_EXERCISE OBJECTIVE:_
Could you repeat every record exactly as it appears?

_DATA FOR THIS EXERCISE:_

________________

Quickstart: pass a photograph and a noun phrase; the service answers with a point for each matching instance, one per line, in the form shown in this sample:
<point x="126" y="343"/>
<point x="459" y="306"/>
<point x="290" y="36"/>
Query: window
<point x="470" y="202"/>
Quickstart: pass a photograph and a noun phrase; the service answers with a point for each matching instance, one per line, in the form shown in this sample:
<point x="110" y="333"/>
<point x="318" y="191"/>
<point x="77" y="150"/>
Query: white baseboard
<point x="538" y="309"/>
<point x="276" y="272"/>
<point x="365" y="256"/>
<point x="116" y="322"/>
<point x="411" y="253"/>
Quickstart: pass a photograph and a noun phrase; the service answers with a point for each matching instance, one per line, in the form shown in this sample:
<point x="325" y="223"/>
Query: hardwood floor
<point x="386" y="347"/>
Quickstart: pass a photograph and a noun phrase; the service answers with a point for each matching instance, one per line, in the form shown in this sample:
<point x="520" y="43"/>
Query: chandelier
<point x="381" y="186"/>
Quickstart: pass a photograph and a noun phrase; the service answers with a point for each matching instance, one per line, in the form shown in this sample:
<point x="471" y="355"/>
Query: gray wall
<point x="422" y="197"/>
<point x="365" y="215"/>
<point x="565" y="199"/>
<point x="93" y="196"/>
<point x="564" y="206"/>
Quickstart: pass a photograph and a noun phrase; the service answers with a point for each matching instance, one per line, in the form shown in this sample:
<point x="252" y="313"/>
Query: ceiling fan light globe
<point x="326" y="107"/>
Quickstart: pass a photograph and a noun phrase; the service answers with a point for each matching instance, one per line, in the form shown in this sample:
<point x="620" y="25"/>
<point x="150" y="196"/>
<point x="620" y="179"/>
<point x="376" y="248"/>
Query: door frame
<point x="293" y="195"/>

________________

_OUTPUT:_
Quickstart: pass a photograph and a noun phrase; the service answers with a point for each matching instance, one per line, in the form shown in this sample:
<point x="126" y="343"/>
<point x="459" y="306"/>
<point x="290" y="36"/>
Query: window
<point x="470" y="202"/>
Quickstart: pass a photograph and a noun phrase; the service answers with a point for each matching instance, one per line, in the form shown in this sample:
<point x="110" y="333"/>
<point x="318" y="191"/>
<point x="77" y="150"/>
Query: white baseboard
<point x="538" y="309"/>
<point x="276" y="272"/>
<point x="365" y="256"/>
<point x="116" y="322"/>
<point x="411" y="253"/>
Quickstart: pass a photograph and a noun phrase; the service answers with a point for each matching instance, one per line, in the form shown in this sample:
<point x="325" y="223"/>
Query: hardwood floor
<point x="386" y="347"/>
Quickstart: pass a photograph and a noun phrase; the service answers with a point for each matching instance, one per line, in the form shown in this sample:
<point x="520" y="43"/>
Query: chandelier
<point x="381" y="186"/>
Quickstart: pass a photograph and a noun phrase; the service answers with a point for each matching instance, one per line, in the form shown in this sample:
<point x="471" y="355"/>
Query: gray wall
<point x="422" y="197"/>
<point x="365" y="215"/>
<point x="565" y="199"/>
<point x="93" y="196"/>
<point x="564" y="206"/>
Quickstart: pass a photograph and a noun phrase; the service answers with a point for each matching instance, one per line, in the form shown in this sample:
<point x="252" y="313"/>
Query: ceiling fan light globe
<point x="326" y="107"/>
Quickstart: pass a photograph and a noun phrase; the service answers with a point for each matching instance, one per line, in the form shown in this sample:
<point x="620" y="25"/>
<point x="150" y="196"/>
<point x="620" y="179"/>
<point x="376" y="248"/>
Query: door frame
<point x="293" y="195"/>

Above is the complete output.